— BEGIN Records provided —

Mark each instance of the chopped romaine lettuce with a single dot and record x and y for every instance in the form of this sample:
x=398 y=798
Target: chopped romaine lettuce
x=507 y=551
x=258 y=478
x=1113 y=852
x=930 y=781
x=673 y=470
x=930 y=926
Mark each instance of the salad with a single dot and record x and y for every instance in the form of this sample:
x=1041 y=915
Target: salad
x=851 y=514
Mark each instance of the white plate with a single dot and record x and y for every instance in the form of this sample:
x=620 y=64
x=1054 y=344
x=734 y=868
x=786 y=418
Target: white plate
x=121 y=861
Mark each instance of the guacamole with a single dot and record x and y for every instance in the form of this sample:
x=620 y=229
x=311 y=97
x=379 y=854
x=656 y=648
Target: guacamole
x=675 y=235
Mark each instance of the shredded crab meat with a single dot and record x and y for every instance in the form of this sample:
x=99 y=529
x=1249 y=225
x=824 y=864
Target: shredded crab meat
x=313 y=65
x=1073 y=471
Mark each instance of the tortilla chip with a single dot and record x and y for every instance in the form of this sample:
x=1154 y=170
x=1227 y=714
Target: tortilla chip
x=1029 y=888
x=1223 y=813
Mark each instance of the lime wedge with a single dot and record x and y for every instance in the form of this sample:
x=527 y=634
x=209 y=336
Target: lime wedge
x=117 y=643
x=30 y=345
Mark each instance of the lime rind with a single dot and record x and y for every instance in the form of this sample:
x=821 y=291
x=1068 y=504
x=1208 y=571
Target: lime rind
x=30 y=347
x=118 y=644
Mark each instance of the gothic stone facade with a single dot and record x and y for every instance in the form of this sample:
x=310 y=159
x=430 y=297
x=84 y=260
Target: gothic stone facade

— END Records provided —
— BEGIN Records provided —

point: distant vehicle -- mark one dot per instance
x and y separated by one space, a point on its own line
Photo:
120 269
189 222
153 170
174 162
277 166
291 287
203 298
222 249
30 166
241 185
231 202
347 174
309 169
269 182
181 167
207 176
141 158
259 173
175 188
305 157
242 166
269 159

— END Records provided —
— BEGIN Records provided —

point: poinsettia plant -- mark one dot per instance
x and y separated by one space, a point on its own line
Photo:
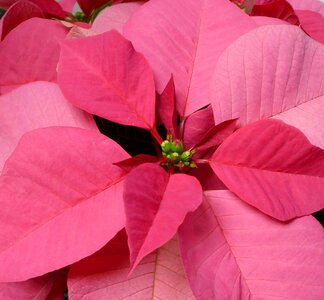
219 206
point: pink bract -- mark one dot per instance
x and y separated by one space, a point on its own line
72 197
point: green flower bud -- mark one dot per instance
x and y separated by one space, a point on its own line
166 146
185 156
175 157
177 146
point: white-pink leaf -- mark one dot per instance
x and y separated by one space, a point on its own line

— END Records provided —

Please rewrite the records from the line with "Mark each instance of the tortilla" up to and including the line with "Target: gothic stone facade", swapping "single dot" for "single point" and leaving everything else unchanged.

Mark each instance of the tortilla chip with a single point and record x and y for every instance in the form of this sample:
x=1154 y=170
x=1227 y=714
Target: tortilla chip
x=1029 y=888
x=1223 y=813
Mark each instance of the lime wedge with a single point and record x and y for every instance in the form of this sample:
x=527 y=634
x=209 y=336
Target: lime wedge
x=117 y=643
x=30 y=345
Mark each instance of the lime rind with a single point and record x and y for every instance in the form of this sample:
x=821 y=291
x=1068 y=504
x=1208 y=571
Target: lime rind
x=30 y=347
x=118 y=644
Mark each instance of the gothic stone facade with a single point and record x and y for every instance in the form of this sample:
x=310 y=159
x=430 y=297
x=84 y=260
Target: gothic stone facade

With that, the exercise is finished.